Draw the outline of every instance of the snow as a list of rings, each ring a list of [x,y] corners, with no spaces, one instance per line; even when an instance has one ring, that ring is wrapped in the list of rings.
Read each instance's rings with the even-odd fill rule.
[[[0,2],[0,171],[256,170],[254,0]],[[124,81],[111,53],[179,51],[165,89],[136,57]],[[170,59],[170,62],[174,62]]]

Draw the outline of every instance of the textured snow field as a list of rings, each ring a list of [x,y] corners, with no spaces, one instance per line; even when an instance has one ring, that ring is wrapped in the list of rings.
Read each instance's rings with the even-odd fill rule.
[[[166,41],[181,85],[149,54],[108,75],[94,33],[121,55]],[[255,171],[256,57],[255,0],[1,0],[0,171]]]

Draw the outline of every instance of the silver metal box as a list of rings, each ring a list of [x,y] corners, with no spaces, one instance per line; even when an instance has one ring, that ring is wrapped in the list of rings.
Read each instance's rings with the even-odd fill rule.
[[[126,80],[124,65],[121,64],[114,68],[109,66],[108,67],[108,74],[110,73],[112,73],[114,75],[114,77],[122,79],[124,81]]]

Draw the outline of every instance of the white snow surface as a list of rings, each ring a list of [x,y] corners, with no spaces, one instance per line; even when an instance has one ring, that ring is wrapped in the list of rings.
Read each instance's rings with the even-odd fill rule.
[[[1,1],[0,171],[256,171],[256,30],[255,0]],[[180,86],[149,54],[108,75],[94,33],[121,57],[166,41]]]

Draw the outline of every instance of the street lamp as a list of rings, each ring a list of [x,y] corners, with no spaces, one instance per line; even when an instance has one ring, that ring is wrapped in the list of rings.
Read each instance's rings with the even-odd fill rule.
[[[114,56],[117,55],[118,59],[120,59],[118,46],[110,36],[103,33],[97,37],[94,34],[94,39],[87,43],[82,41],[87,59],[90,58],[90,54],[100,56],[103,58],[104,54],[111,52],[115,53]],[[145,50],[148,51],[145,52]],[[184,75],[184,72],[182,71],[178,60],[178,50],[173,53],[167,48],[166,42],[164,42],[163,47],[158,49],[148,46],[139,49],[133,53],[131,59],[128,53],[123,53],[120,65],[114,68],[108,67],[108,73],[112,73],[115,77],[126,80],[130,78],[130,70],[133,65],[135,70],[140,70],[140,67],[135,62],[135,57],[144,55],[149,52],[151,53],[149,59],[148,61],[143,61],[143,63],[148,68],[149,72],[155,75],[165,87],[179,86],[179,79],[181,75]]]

* * *

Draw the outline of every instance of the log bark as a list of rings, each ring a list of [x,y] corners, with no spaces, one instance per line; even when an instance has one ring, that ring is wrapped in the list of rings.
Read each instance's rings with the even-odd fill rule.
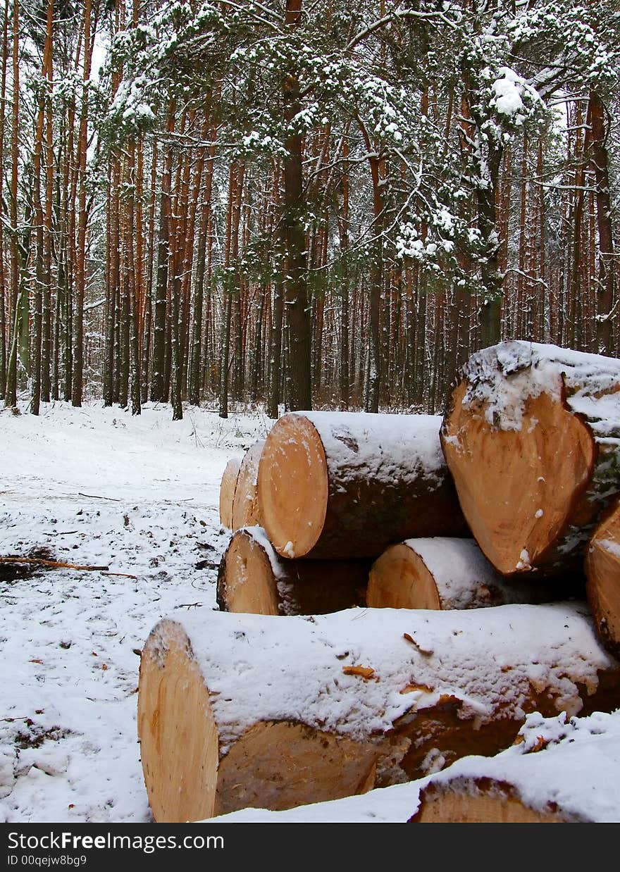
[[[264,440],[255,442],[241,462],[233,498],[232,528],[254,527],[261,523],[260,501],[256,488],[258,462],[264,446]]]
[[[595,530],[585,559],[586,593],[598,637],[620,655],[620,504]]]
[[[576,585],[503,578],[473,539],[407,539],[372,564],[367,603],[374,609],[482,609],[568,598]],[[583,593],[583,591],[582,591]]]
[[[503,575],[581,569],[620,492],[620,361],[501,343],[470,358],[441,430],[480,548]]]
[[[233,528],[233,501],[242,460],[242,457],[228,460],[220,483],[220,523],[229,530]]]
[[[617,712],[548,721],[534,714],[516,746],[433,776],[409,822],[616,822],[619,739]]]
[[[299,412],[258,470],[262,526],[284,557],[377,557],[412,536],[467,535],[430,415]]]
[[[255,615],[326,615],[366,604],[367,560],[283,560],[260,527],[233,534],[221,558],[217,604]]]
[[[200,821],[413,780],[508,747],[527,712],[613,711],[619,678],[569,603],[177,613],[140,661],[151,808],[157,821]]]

* * *

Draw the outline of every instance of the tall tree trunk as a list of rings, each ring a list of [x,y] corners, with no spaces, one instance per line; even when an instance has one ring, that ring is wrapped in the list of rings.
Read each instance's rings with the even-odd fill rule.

Set problem: How many lines in the rows above contain the string "snow"? Case counts. Reply with the number only.

Written answer: 3